• _ПРЕДЛОЖЕННЫЙ ОТРЫВОК_

Активную деятельность по установлению военной диктатуры в России вели западные державы. Французский дипломат Фернан Гренар, живший в это время в России, писал: «Союзники России были ослеплены желанием любой ценой заставить её продолжать войну». Именно с этой целью в Россию был направлен блистательный британский разведчик и не менее замечательный английский писатель Уильям Сомерсет Моэм.
В автобиографии У.С. Моэм так вспоминал свою первую и последнюю поездку в Россию в 1917 году: «Я направлялся как частный агент, которого при необходимости могли дезавуировать. Мои инструкции требовали, чтобы я вступил в контакт с силами, враждебными правительству, и подготовил план, который бы удержал Россию от выхода из войны». До конца жизни Моэм был уверен, что «существовала известная возможность успеха, если бы я был направлен на шесть месяцев раньше». По словам писателя, для реализации задания он имел в своём распоряжении «неограниченные денежные средства». Моэма сопровождали «четыре преданных чеха, которые должны были действовать в качестве офицеров связи между мною и профессором Масариком (будущим президентом Чехословакии. — Прим. авт.), имевшим под своим командованием что-то около шестидесяти тысяч своих соотечественников в различных частях России».

• _ПРИВЕДЁННЫЕ ДАННЫЕ_
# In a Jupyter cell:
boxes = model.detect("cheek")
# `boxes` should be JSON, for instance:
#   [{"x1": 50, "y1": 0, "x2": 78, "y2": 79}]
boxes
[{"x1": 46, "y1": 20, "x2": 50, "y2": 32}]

• _ЗАДАНИЯ К ОТРЫВКУ_
1/ Сколько чехов сопровождали Моэма, согласно отрывку о его поездке в Россию?
2/ Продолжите отрывок о поездке Моэма в Россию, начав сразу после его последнего предложения.
Данные представляют собой отдельный материал.

• _ОТВЕТЫ ПО ПОРЯДКУ_
1/ Моэма сопровождали четыре чеха.

2/
Чехословацкий корпус был не единственной организованной силой, участвовавшей в исполнении замыслов Лондона. Моэм упоминает о своих постоянных контактах с Борисом Савинковым. Бывший террорист произвёл на Моэма неизгладимое впечатление — «один из самых поразительных людей, с которыми я когда-либо встречался». Вместе с Савинковым в организации заговора участвовали и другие правые эсеры — его единомышленники. Через Савинкова Моэм познакомился с генералом Алексеевым.
Однако, как признавал Моэм, он попал в цейтнот. Накануне намеченного выступления заговорщиков началась Октябрьская революция. Моэм был отозван из Петрограда и бежал из России. Савинков ещё пытался что-то предпринять. По воспоминаниям Деникина, 25 октября «на конспиративную квартиру, на которую перевезли Алексеева с Галерной, прибыл Б. Савинков». Он сказал генералу: «Я вас призываю исполнить свой долг перед Родиной. Вы должны сейчас же со мной ехать к донским казакам, властно приказать им седлать коней, стать во главе их... Это требует Родина». Однако Алексеев отказался следовать совету Савинкова, заявив: «Где же ваши большие силы, организация и средства, о которых так много было разговоров?»
Хотя казалось, что хитроумный заговор Моэма рухнул, через некоторое время части взрывного устройства, подведённого британской разведкой под Россию, взорвались. В конце мая 1918 года произошёл мятеж Чехословацкого корпуса, что послужило началом полномасштабной Гражданской войны. В июле того же года в городах Верхнего Поволжья начался мятеж правых эсеров во главе с Борисом Савинковым. Но ещё раньше на юге страны против Советской власти выступили царские генералы, среди которых были Алексеев, а также бывшие заключённые быховской женской гимназии: Корнилов, Деникин, Марков и другие.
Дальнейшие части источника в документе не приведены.